__Problem A__.
Reproduce the stretch of the Dunkirk cinematography article from "5 Facts About" through "reactions of some.".
__Problem B__.
Summarize the article on the cinematography of Dunkirk in two sentences.

__Text__.
+ + +
5 Facts About the Cinematography of “Dunkirk”

Some have hailed it as a masterpiece, others have complained it left them cold. Personally, seeing it on 70mm, I found Dunkirk a highly immersive and visceral film, cinematic in the truest sense of the word. The huge, sharp images free from any (apparent) CGI tampering, combined with the nerve-jangling gunshots and rumbling engines of the superlative soundtrack, gave me an experience unlike any other I can recall in recent movie-going history. I can imagine that it was less effective projected from a DCP onto a smaller screen, which may account for the underwhelmed reactions of some.

But however you feel about Dunkirk as a film, it’s hard not to admire its technical accomplishments. Here are five unique aspects of its cinematography.

 

1. It was shot on two huge formats.

Director Christopher Nolan has long been a champion of large-format celluloid capture, eschewing the digital imaging which has become the dominant medium in recent years. “I think IMAX is the best film format that was ever invented,” says Nolan in a DGA interview. “It’s the gold standard and what any other technology has to match up to, but none have, in my opinion.”

Imax is a process which uses 65mm film (printed on 70mm for exhibition, with the extra space used for the soundtrack) running horizontally through the gate, yielding an image over eight times larger than Academy 35mm. Following some test shots in The Prestige, Nolan captured whole sequences from The Dark KnightThe Dark Knight Rises and Interstellar in Imax.

For Dunkirk, Nolan and cinematographer Hoyte van Hoytema, ASC, FSF, NSC were determined to eliminate 35mm altogether, to maintain the highest possible resolution throughout the movie. Imax cameras are noisy, so they shot dialogue scenes on standard 65mm – running vertically through the gate – but Imax footage makes up over 70% of the finished film.

 

2. The movie was framed with three different aspect ratios in mind.

Those who watched Dunkirk in an Imax cinema got to see the native aspect ratio each sequence was captured in, i.e. 2:20:1 for the standard 65mm dialogue scenes but the much taller 1.43:1 for the Imax material, the bulk of the film. Those, like me, who attended a standard 70mm screening, saw it in 2:20:1 throughout. And those hapless individuals who watched it digitally apparently saw the standard Scope ratio of 2.39:1, at least in some cases.

This means that, when composing his shots, van Hoytema had to have two ratios in mind for the dialogue scenes and three for everything else. “Framing was primarily for the 2.40 [a.k.a. 2:39:1], then protecting what was outside of it,” 1st AC Bob Hall explains. This left close-ups, for example, with a large amount of headroom in 1.43:1, but the huge size of Imax screens made such framing desirable anyway.  “Imax is such an immersive experience that it’s not so much the composition that the cinematographer’s done as where your eyes are going on the screen that creates the composition.”

 

3. Parts of the camera rig were worn as a backpack.

Breaking with the accepted norms of large format cinematography, van Hoytema captured a significant proportion of the movie handheld. The 65mm camera package weighed over 40kg – about three times the weight of a typical Alexa rig – with the Imax camera only a little lighter. To avoid adding the weight of the batteries, video transmitter, Cinetape display and Preston (wireless follow focus) brain, these were placed in a special tethered backpack which was either worn by key grip Ryan Monro or, for water tank work, floated on a small raft.
+ + +
__Material provided__.
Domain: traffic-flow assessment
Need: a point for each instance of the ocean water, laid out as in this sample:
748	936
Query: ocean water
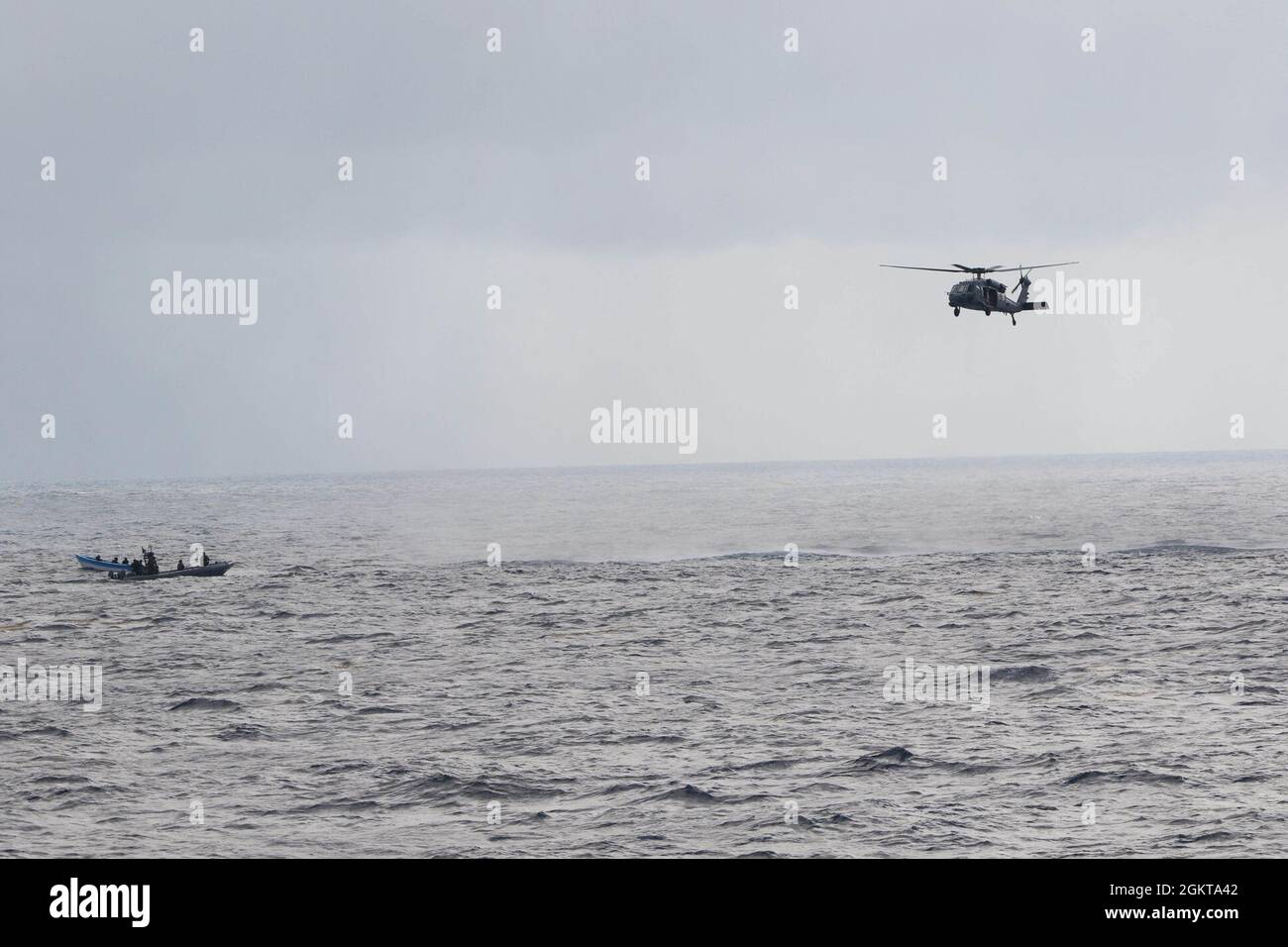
364	684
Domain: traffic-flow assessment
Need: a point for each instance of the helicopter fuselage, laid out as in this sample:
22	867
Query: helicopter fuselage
984	295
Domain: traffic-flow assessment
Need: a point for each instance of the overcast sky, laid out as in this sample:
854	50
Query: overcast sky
518	169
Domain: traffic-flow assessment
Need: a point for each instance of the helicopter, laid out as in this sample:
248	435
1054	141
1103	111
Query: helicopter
988	295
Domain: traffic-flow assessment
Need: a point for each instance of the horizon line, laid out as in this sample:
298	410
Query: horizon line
391	472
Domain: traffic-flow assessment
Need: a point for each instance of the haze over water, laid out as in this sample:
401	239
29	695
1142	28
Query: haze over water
1147	684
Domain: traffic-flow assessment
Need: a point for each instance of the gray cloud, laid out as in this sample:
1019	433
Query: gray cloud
515	169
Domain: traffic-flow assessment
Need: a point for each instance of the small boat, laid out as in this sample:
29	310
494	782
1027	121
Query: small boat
95	564
215	569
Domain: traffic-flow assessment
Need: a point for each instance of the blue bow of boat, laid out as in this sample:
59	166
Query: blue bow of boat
91	564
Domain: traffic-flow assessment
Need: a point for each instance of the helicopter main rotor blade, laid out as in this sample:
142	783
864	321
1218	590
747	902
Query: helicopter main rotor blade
1041	265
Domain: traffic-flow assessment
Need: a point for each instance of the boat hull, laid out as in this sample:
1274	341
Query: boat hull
215	569
91	564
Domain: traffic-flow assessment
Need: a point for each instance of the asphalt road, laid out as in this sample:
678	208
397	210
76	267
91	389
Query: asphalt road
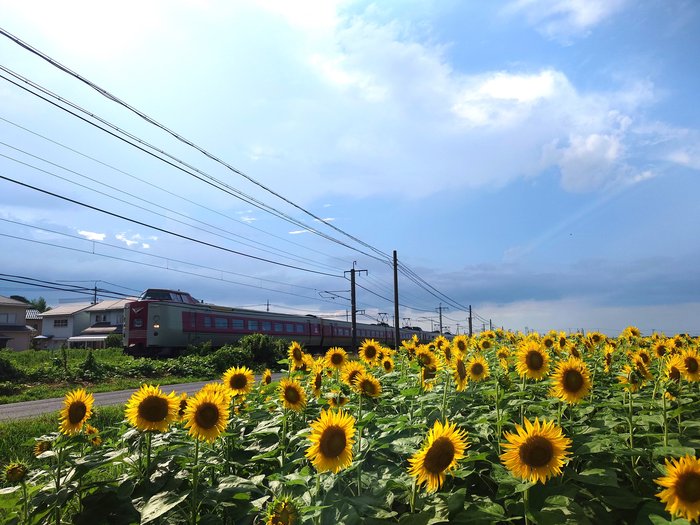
43	406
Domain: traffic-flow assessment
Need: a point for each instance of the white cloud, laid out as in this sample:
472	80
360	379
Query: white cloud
563	19
92	236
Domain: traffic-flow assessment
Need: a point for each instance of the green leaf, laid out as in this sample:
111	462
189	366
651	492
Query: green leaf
160	504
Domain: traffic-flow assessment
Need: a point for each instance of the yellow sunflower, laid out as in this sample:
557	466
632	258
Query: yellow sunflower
266	377
336	358
691	365
295	354
206	415
352	371
532	360
239	379
368	385
537	452
77	409
682	487
332	437
292	394
459	372
282	511
369	351
388	364
443	447
150	409
477	368
571	381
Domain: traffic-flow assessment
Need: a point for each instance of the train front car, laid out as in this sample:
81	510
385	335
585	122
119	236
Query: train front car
153	324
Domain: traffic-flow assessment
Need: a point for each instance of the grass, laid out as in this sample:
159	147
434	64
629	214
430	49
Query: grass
17	438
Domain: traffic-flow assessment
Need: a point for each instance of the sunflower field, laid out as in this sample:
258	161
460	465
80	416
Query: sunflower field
498	428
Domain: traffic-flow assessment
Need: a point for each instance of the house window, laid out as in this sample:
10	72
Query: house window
8	318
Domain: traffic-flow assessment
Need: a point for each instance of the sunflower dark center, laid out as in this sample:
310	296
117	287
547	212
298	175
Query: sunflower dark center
332	442
291	394
572	381
461	370
153	409
76	412
536	452
207	416
688	487
439	455
238	381
534	360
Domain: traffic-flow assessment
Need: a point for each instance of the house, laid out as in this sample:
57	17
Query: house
14	332
63	322
106	317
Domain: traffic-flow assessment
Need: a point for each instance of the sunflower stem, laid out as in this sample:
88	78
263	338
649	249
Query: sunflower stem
359	444
195	480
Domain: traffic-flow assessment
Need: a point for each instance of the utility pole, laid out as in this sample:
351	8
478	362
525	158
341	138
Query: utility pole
440	309
353	303
397	333
470	321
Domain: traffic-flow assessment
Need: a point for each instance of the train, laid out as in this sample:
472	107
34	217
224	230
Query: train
163	322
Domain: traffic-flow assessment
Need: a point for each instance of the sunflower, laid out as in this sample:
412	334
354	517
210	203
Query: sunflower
477	368
16	472
369	351
368	385
691	365
150	409
207	414
571	381
336	399
295	355
443	447
352	371
239	379
459	372
282	511
682	487
532	361
537	452
336	358
388	364
292	394
77	409
266	377
331	441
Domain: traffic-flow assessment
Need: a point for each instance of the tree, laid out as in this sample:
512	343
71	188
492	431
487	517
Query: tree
39	304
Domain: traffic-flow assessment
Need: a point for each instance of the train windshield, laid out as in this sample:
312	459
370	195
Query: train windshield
153	294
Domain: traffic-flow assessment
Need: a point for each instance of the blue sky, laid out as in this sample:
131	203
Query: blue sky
536	159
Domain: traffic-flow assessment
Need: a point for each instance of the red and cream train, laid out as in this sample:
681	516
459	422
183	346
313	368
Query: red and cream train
162	322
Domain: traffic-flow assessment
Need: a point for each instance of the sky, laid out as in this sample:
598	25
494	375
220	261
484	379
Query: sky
537	160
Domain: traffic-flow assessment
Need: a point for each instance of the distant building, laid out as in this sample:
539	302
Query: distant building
14	332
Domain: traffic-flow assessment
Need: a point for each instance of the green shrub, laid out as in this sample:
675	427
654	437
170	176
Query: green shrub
265	350
228	356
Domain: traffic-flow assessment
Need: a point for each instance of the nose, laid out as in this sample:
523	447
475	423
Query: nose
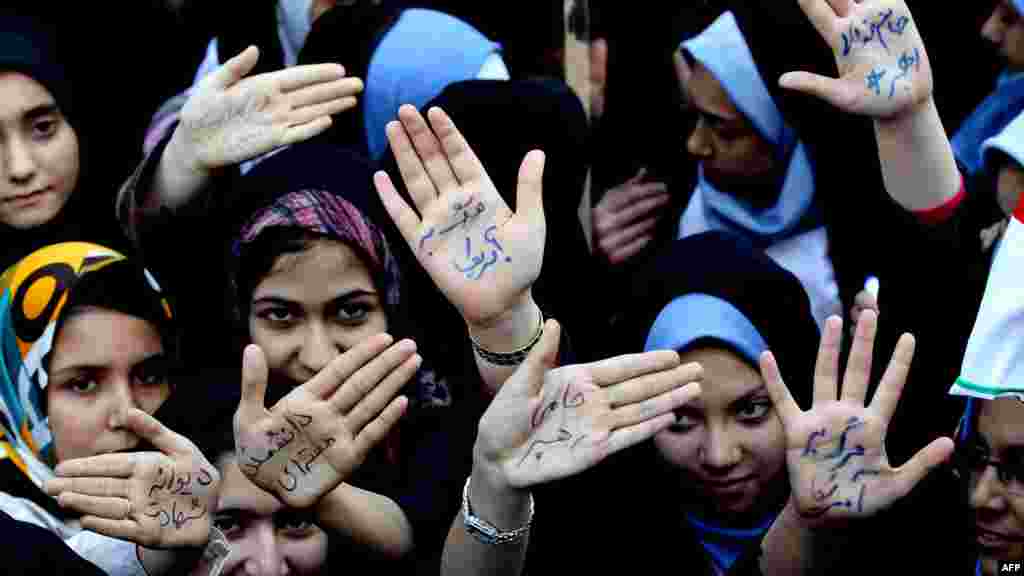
720	452
20	164
987	492
698	144
318	348
993	30
263	558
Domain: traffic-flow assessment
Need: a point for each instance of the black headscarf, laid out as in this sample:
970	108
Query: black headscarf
503	121
30	45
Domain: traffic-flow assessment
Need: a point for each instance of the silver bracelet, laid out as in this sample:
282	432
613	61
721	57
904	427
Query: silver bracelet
487	533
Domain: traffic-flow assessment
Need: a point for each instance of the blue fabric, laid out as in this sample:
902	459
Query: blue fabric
725	545
693	317
422	53
723	50
988	120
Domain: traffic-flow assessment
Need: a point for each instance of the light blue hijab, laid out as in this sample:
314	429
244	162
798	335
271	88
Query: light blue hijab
422	53
724	51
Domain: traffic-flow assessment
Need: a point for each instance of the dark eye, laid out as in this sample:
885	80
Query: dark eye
+ + +
__Written reply A__.
5 Facts About the Cinematography of “Dunkirk”

Some have hailed it as a masterpiece, others have complained it left them cold. Personally, seeing it on 70mm, I found Dunkirk a highly immersive and visceral film, cinematic in the truest sense of the word. The huge, sharp images free from any (apparent) CGI tampering, combined with the nerve-jangling gunshots and rumbling engines of the superlative soundtrack, gave me an experience unlike any other I can recall in recent movie-going history. I can imagine that it was less effective projected from a DCP onto a smaller screen, which may account for the underwhelmed reactions of some.

__Written reply B__.
The article admires the technical accomplishments of Dunkirk's cinematography. Christopher Nolan and Hoyte van Hoytema eliminated 35mm, shooting on Imax and standard 65mm, and framed shots with three aspect ratios in mind; a significant share of the film was shot handheld, with parts of the heavy camera rig carried in a tethered backpack.